Records from a data source:
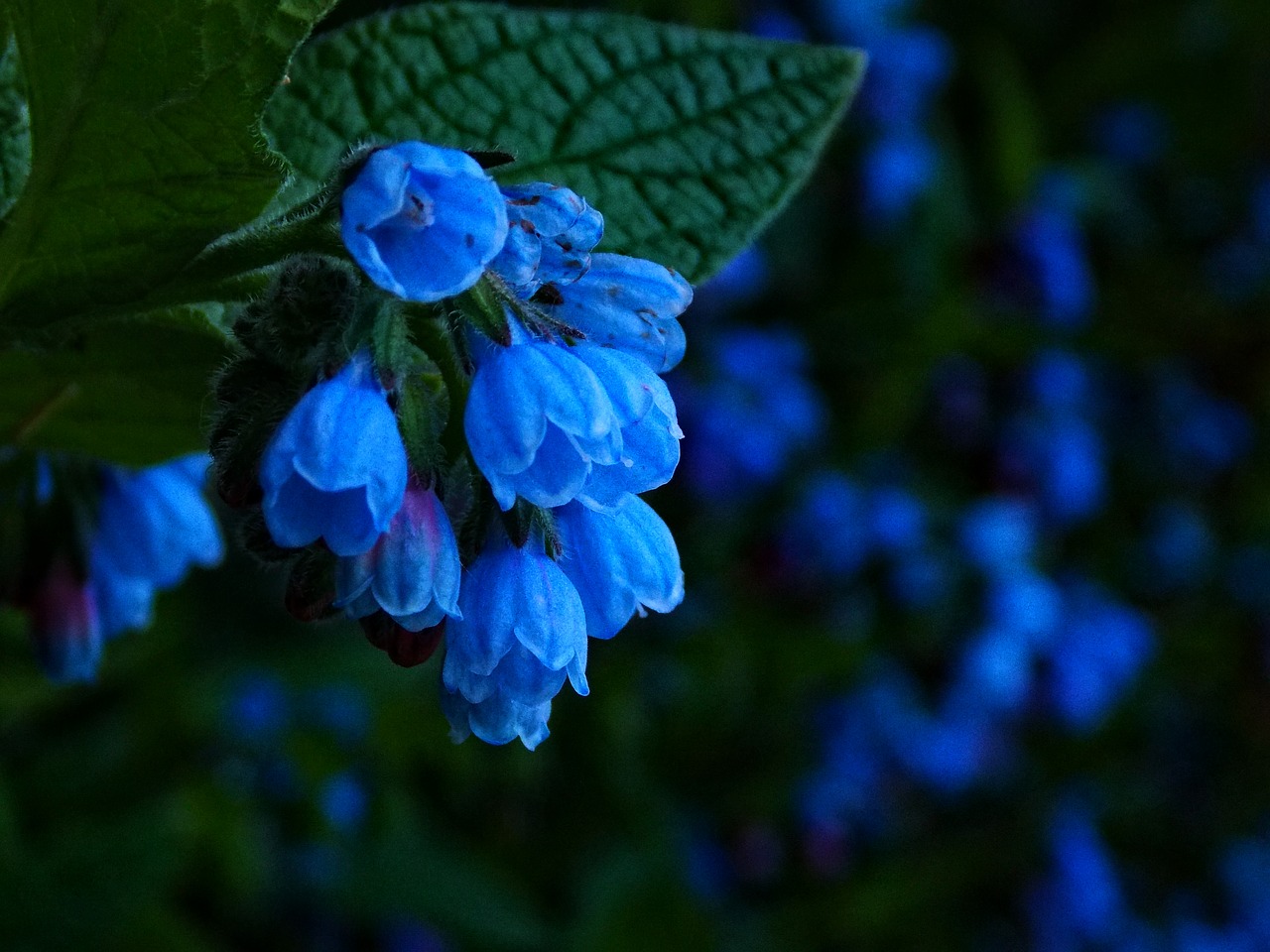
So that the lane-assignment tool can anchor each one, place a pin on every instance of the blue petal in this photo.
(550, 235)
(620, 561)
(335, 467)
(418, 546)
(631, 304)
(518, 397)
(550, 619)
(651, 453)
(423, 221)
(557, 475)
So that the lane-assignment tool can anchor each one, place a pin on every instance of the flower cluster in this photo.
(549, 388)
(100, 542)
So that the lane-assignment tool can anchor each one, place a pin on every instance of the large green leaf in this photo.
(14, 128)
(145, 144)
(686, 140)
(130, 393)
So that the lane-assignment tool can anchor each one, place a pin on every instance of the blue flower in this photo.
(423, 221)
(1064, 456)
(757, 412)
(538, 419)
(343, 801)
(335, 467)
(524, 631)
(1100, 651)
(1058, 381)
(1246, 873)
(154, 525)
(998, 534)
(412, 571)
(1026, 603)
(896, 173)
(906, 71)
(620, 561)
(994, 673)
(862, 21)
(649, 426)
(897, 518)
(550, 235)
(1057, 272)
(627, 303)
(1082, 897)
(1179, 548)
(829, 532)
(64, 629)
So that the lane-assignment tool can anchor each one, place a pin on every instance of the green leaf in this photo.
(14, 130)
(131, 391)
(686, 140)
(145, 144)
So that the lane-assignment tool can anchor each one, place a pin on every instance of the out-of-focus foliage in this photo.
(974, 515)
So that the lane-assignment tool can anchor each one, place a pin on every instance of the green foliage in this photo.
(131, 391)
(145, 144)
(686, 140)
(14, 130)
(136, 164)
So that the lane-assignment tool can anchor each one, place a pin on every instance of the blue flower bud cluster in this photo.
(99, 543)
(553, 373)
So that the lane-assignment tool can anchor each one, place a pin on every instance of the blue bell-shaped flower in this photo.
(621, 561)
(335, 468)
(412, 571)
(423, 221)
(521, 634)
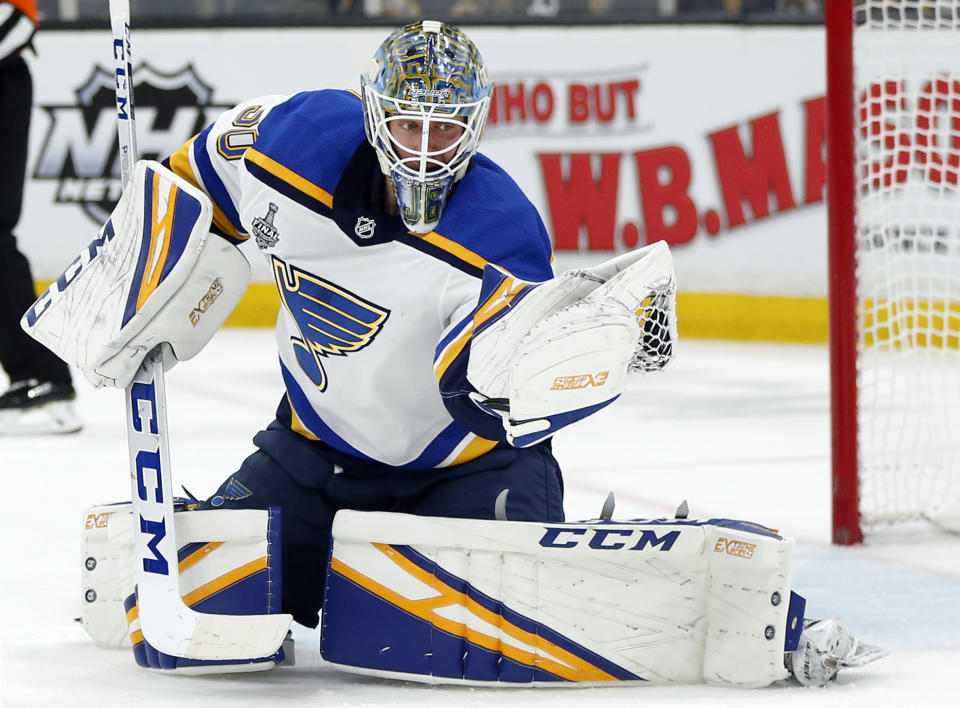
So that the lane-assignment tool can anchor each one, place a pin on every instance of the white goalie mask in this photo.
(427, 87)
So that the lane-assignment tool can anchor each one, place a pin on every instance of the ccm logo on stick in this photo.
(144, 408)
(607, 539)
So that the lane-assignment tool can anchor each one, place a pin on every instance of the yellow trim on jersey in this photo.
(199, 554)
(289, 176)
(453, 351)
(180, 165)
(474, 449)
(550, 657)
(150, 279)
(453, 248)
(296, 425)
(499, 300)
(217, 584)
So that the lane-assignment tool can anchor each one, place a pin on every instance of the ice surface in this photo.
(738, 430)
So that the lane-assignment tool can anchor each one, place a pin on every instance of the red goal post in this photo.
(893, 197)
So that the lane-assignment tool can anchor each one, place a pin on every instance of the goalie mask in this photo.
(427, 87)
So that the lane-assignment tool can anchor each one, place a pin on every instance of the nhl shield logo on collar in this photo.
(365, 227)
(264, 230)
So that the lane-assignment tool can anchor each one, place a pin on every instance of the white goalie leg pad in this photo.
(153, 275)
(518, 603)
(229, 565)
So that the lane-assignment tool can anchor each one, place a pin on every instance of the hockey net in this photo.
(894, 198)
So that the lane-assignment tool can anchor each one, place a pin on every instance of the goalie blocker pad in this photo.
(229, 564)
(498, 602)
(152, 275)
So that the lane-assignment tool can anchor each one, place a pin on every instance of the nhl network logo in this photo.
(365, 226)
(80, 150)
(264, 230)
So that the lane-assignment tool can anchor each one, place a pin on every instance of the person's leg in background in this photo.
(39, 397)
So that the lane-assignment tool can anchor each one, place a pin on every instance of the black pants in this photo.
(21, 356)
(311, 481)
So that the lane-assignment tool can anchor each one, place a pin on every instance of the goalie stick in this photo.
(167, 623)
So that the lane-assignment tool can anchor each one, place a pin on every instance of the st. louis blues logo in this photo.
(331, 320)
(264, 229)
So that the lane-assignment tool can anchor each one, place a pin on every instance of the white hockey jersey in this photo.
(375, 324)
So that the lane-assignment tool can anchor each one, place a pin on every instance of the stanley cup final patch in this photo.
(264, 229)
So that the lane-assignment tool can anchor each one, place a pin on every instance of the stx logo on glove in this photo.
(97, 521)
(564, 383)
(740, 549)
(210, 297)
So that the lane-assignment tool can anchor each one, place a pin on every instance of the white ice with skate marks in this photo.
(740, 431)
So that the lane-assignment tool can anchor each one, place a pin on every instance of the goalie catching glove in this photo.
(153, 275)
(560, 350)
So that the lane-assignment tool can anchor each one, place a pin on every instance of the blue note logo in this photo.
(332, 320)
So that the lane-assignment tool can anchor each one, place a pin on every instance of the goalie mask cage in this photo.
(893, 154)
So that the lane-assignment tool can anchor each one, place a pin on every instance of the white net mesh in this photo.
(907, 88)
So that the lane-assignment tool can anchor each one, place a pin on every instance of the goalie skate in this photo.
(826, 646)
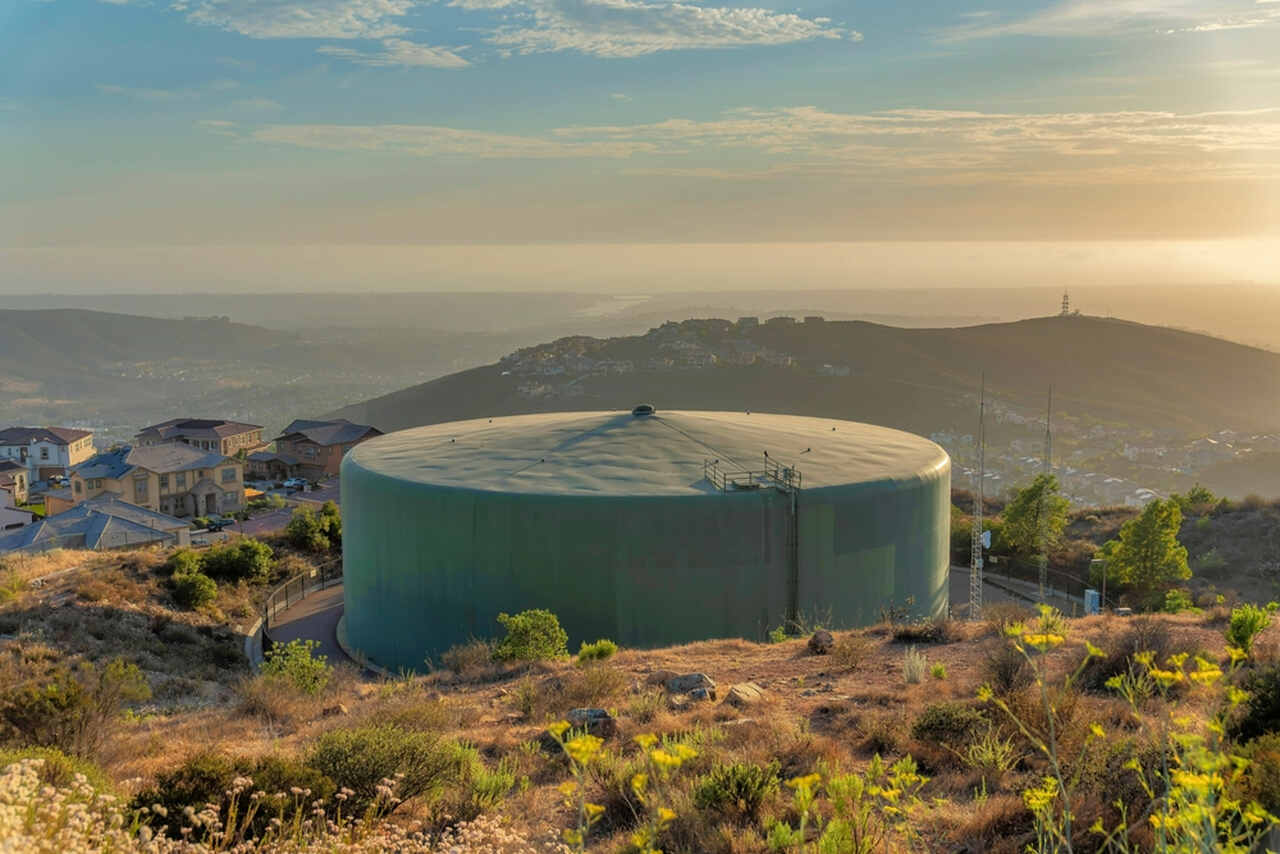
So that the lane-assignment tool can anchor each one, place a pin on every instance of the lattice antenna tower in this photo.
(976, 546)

Given task: Rename "lane-assignment tool" to "tagging tool" in the records from the line that contains "on glove in this photo." through the end of the records, inclusive, with all else unchanged. Leave the pictures out of your answer.

In response:
So that the tagging tool can anchor each one, place a pin on every instance of the stx logo on glove in this photo.
(97, 521)
(564, 383)
(740, 549)
(210, 297)
So that the tagging tool can anchor each one, place a pin on every instance of the white ice with skate marks in this photo.
(740, 431)
So that the tagging tool can anchor each one, place a pin on every instance of the goalie catching glove in this photo.
(153, 275)
(560, 350)
So that the tagging tool can anchor each one, place a pin on every instance of the blue note logo in this photo.
(332, 320)
So that the tagging tool can anchor each one, place a pin on every instance of the goalie mask cage in this photo.
(893, 154)
So that the tagging tool can anchor each one, place a pin on every instance of the white net mesh in this photo.
(907, 88)
So that the tagging tool can anchor each one, place a pin on every instance of the goalie skate in this photo.
(826, 646)
So that the tagging tool can anchor each one, place a pin on every instance of the lattice antenna tower in this photo.
(976, 546)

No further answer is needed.